EXCERPTED TEXT >>
________________________________________
All those on this list which put out BS (a month ago)about California not enforcing the new rules you and your broker contacts were wrong. 
My full report will be in an article in the March issue of the American Bee Journal.
In short many loads have been turned around for SHB! A load from New York was turned around for a single bag worm. One of the loads from Florida I write about in my article was turned for two DEAD SHB found on the truck bed.
Some loads are being allowed to enter but a 30 day hold is placed on the load while the load is treated for SHB which makes the load of no use for almond pollination if stopped this week or next.
Why would you enter to pay to have your load unloaded, pay for California to treat your hives, NOT GET MONEY FOR ALMOND POLLINATION, find another truck back, pay to have your hives reloaded and neted and sent back? Get the big picture?

California apiary inspection has dropped the ball and the whole situation is crazy!

All commercial out of state migratory beekeepers asked for was a clear explanation of the new rules and all they got was BS from the California apiary inspection dept!

It is what it is! I am not going to try and make the situation look better but only report the facts as they happened.

I have been directly involved with the problem. I was in Florida (have been on the road for a month) to document the first two loads being sent from Florida to California under the new certification process. You can read about the step by step process and the turning around of one load and the entry into California of the other in the March issue of ABJ.
________________________________________
INFORMATION SHOWN >>
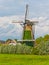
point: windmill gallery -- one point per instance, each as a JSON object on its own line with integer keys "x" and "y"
{"x": 28, "y": 30}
________________________________________
TASKS FOR THIS EXERCISE >>
a) Name every U.S. state mentioned in the beekeeping post.
b) Please continue the beekeeping post from its final sentence onward.
The listing is separate material from the beekeeping post.

FINAL RESULTS >>
a) California, New York, Florida

b)
California has the right to do what it wants at its borders BUT it owes the beekeeping industry and the apiary inspection service from other states CLEAR explanation of the rules it intends to enforce AND THE METHODS IT WILL USE.


----------



## suttonbeeman (Aug 22, 2003)

BOb has hit the head on the nail perfect! Also one load was either given the choise of returning to its orgin or 30 day hold under quarteen. NOW this was because shb strips were on bottom boards and they said they couldnt enter with them in....had to treat under THEIR supervision! what a mess....someone needs to give a attitude adjustment to some of the idiots with their heads stuck where the sun dont shine or better yet maybe be better if California fell off into ocean!


----------



## suttonbeeman (Aug 22, 2003)

BOb has hit the head on the nail perfect! Also one load was either given the choise of returning to its orgin or 30 day hold under quarteen. NOW this was because shb strips were on bottom boards and they said they couldnt enter with them in....had to treat under THEIR supervision! what a mess....someone needs to give a attitude adjustment to some of the idiots with their heads stuck where the sun dont shine or better yet maybe be better if California fell off into ocean!


----------



## Tim Vaughan (Jun 23, 2002)

Good thing I'm only going one hour up the road...


----------



## Bob Harrison (Mar 15, 2005)

Thanks Rick,
I also thank Jerry Hayes (and his inspectors) for letting me follow the whole process. Jerry provided me with all the paperwork sent by California. Was worth the trip to Florida!

I also thank Michael Brown (Missouri state apiary inspection) for his efforts.

Both tried to translate the new rules but each time we contacted California the rules changed.

Monday I will write the story after looking over my notes and looking at all the conversation & emails between the Florida & Missouri inspection departments and the California apiary inspection department.

My only hope is that if the pen is truely mightier than the sword than when the story is told California will be embarrased enough to correct the situation for next almond season.

Did the Florida inspection service call you Rick and tell you about the SHB border problem? Jerry said they called everybody even considering doing almond pollination.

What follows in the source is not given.